* BEGIN Extracted information *
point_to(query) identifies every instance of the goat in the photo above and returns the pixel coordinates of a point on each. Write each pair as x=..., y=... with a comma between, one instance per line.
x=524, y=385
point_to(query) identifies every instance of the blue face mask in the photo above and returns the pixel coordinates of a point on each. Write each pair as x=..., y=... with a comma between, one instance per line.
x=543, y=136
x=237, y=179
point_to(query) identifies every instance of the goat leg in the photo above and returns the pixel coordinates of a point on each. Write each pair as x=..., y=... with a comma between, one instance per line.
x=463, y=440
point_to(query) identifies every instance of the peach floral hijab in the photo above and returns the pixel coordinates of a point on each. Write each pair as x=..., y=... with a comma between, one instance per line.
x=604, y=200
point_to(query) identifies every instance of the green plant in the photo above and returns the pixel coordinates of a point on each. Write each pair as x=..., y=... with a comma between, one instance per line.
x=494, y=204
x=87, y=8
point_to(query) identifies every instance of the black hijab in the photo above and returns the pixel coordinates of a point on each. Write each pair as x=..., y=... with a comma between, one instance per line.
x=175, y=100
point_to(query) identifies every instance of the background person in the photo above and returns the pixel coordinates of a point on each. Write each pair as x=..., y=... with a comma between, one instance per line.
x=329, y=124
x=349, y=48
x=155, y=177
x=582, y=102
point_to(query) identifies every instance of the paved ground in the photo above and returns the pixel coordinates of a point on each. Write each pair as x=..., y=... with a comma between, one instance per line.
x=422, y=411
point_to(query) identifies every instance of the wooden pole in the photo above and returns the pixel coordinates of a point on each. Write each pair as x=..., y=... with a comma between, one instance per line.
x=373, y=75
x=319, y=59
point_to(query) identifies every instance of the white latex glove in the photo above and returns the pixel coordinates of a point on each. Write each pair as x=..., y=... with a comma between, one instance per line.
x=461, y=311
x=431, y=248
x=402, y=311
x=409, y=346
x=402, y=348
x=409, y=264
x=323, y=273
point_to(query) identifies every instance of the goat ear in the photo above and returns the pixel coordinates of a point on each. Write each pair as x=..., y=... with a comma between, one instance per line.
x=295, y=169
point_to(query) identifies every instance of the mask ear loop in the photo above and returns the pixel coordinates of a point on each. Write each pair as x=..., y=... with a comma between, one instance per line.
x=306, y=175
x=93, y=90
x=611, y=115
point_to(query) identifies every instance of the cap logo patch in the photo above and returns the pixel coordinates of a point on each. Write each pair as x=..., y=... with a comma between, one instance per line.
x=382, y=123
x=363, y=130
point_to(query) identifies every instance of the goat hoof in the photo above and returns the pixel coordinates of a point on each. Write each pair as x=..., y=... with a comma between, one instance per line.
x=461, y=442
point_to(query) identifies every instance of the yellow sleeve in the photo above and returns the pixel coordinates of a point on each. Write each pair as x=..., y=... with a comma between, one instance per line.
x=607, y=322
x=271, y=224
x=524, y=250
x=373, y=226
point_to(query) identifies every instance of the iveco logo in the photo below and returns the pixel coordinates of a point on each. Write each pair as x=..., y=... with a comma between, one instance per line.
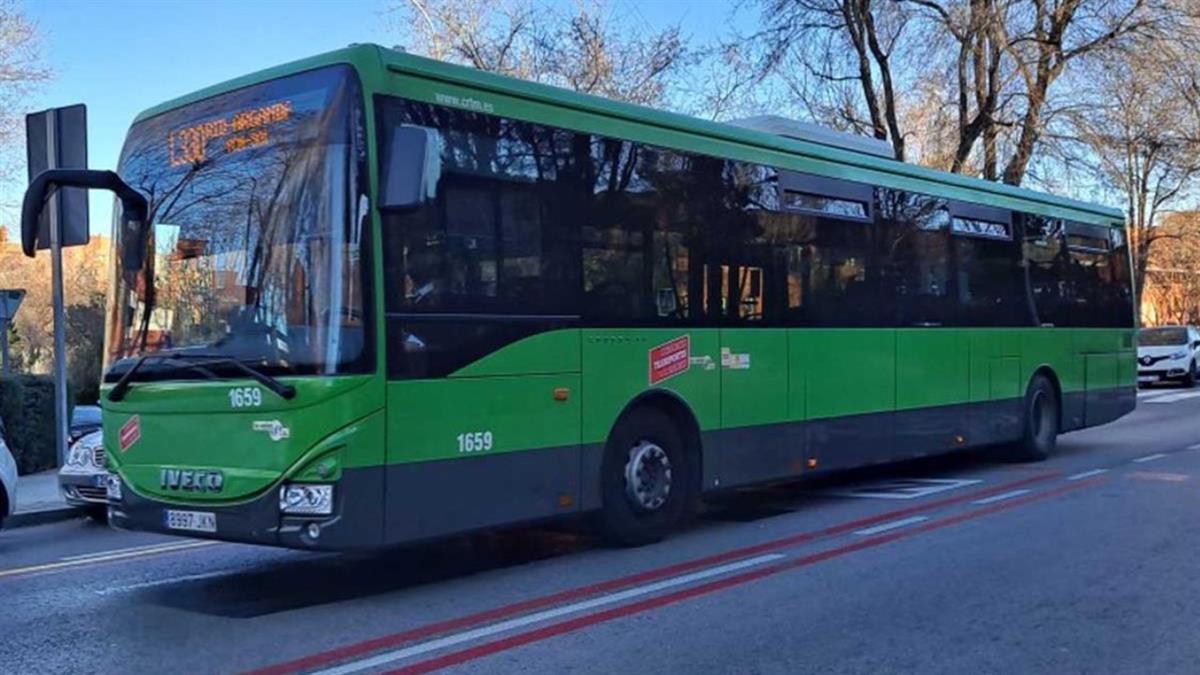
x=192, y=481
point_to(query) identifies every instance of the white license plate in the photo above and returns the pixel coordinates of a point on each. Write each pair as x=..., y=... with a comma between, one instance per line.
x=190, y=520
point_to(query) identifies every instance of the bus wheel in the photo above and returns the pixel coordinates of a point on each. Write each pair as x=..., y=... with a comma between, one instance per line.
x=646, y=479
x=1041, y=432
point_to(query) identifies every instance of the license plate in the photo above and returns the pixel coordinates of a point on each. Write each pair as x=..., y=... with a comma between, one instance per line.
x=190, y=520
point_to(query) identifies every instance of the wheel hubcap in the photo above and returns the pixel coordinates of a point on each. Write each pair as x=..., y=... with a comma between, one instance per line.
x=648, y=476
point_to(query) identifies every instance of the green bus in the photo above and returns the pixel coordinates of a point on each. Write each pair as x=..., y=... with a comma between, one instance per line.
x=370, y=298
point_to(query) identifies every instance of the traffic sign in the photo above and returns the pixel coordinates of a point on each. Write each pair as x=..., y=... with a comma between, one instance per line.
x=10, y=299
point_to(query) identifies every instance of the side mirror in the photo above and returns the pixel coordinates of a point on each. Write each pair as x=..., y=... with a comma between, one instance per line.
x=58, y=139
x=413, y=168
x=136, y=209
* END Extracted information *
■ **To do**: Only the lines from the one holding "point_to(query) identifies every instance of the bus" through the end of the listing should be given again, exactly and with both ends included.

■ **Response**:
point_to(query) identifies every instance of the bus wheel in the photo above and returns the pixel coordinates of a point on each. Write each pair as x=..., y=... with a comma between, one instance per line.
x=646, y=479
x=1041, y=432
point_to(query) identifies every instance of the license plate in the photo above and returns the pixel coordinates of a point on each. Write each pair as x=..., y=... with a comma between, one instance per line.
x=190, y=520
point_to(query) identifies every instance of the wheel hubcap in the photo above and returns the pixel coordinates of a point on each. Write each pair as x=..., y=... with a comma between, one instance per line.
x=648, y=476
point_to(query) identifies every instance of the green bus in the photo above and returns the pixel coordinates of a point on each. Write each pair as x=..., y=... with a comma between, one instance per line.
x=370, y=298
point_to(query) identifies every instance of the traffic sign in the photo above and returns the pixel coordinates of a point on each. Write each pair as x=..., y=... with a comma between, one instance per line.
x=10, y=299
point_to(query) identifies every instance of the side mirror in the photo above and returns the pixel coordinates of a point on each. Write each pair as x=..., y=... with a comma between, one instance per line.
x=58, y=139
x=413, y=168
x=136, y=209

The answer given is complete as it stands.